SUPPLIED TEXT:
# OnDiskDataset for Homogeneous Graph

[![Open In Colab](https://colab.research.google.com/assets/colab-badge.svg)](https://colab.research.google.com/github/dmlc/dgl/blob/master/notebooks/stochastic_training/ondisk_dataset_homograph.ipynb) [![GitHub](https://img.shields.io/badge/-View%20on%20GitHub-181717?logo=github&logoColor=ffffff)](https://github.com/dmlc/dgl/blob/master/notebooks/stochastic_training/ondisk_dataset_homograph.ipynb)

This tutorial shows how to create `OnDiskDataset` for homogeneous graph that could be used in **GraphBolt** framework.

By the end of this tutorial, you will be able to

- organize graph structure data.
- organize feature data.
- organize training/validation/test set for specific tasks.

To create an ``OnDiskDataset`` object, you need to organize all the data including graph structure, feature data and tasks into a directory. The directory should contain a ``metadata.yaml`` file that describes the metadata of the dataset.

WHAT YOU WILL DO:
- 1) Summarize the OnDiskDataset tutorial in two sentences.
- 2) Reproduce, word for word, the stretch of the OnDiskDataset tutorial from "- organize training/validation/test" through "of the dataset.".

INFORMATION SUPPLIED:
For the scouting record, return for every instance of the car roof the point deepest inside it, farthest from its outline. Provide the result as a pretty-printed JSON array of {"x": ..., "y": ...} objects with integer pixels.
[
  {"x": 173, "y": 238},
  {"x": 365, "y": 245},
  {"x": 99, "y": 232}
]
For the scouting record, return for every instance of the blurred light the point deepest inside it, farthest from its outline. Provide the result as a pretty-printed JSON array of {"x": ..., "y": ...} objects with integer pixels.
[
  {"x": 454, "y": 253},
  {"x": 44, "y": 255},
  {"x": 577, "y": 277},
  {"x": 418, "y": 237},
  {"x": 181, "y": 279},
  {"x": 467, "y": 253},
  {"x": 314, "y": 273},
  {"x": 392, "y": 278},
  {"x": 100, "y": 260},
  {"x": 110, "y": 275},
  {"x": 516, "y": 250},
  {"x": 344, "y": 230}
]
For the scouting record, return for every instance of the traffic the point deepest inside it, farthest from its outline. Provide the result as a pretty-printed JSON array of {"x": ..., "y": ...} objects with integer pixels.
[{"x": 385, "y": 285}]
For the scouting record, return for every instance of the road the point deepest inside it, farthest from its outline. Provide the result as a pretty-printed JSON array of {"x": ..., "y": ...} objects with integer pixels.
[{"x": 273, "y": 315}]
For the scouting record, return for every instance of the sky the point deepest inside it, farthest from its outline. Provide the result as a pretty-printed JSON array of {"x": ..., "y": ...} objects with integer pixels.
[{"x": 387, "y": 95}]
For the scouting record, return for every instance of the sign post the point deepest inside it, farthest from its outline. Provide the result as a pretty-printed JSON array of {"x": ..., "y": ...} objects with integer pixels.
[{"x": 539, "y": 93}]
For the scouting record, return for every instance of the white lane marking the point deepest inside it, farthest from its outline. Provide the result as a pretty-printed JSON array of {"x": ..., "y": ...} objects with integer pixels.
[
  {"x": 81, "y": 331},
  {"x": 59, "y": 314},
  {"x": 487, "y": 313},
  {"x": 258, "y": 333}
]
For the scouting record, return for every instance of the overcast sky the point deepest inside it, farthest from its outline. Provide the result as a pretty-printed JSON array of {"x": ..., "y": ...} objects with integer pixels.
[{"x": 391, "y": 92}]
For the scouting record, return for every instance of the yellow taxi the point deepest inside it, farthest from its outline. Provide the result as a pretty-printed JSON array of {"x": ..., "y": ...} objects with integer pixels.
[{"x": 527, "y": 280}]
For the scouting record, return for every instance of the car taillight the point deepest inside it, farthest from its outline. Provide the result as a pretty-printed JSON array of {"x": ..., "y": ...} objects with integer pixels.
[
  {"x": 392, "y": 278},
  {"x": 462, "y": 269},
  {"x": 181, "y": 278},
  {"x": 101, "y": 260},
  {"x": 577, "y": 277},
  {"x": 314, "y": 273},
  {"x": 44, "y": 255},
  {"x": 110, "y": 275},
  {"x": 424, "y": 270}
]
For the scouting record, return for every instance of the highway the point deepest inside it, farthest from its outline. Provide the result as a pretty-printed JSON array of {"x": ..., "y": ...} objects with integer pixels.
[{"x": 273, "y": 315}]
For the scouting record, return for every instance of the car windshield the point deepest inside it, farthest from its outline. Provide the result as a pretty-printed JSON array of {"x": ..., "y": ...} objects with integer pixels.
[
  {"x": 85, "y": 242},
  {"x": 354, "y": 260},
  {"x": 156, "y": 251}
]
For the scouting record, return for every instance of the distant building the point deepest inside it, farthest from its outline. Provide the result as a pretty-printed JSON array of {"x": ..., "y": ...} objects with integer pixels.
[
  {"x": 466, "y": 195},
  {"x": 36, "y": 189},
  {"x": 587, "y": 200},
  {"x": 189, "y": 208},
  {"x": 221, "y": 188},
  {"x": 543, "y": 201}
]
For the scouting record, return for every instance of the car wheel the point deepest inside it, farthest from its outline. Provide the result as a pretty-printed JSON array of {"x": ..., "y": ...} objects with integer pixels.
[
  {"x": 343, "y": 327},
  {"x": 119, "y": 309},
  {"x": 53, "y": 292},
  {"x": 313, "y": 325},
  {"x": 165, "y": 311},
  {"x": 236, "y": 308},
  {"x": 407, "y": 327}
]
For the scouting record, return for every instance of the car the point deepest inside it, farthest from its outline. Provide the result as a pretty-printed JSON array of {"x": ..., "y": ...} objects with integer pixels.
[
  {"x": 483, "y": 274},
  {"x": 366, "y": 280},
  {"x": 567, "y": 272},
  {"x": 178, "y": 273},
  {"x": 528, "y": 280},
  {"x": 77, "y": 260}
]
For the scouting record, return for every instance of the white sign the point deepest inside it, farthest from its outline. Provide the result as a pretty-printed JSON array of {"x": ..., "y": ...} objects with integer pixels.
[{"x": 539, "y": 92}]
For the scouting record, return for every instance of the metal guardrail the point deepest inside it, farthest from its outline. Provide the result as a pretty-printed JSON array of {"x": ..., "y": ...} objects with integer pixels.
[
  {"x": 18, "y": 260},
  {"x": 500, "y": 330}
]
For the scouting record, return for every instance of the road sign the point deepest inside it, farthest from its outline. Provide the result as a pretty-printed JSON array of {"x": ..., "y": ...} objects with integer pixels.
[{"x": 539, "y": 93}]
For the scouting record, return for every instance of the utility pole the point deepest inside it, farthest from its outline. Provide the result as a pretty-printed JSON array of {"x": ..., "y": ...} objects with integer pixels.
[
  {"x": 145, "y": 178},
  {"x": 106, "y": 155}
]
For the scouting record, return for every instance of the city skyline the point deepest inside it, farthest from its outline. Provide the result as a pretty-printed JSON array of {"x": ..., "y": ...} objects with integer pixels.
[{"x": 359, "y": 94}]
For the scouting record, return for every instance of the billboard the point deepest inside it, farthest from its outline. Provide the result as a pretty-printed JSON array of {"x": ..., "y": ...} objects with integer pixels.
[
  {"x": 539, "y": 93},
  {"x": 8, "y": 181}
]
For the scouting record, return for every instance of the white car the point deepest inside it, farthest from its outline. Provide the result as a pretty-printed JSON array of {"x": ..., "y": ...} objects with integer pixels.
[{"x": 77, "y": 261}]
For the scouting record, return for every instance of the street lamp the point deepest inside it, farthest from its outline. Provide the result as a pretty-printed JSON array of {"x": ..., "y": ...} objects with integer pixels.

SOLUTIONS TO THE PROBLEMS:
- 1) The tutorial shows how to create an `OnDiskDataset` for a homogeneous graph for use in the GraphBolt framework, covering how to organize graph structure data, feature data, and training/validation/test sets for specific tasks. To create an `OnDiskDataset` object, all of this data must be organized into a directory that contains a `metadata.yaml` file describing the dataset's metadata.

- 2)
- organize training/validation/test set for specific tasks.

To create an ``OnDiskDataset`` object, you need to organize all the data including graph structure, feature data and tasks into a directory. The directory should contain a ``metadata.yaml`` file that describes the metadata of the dataset.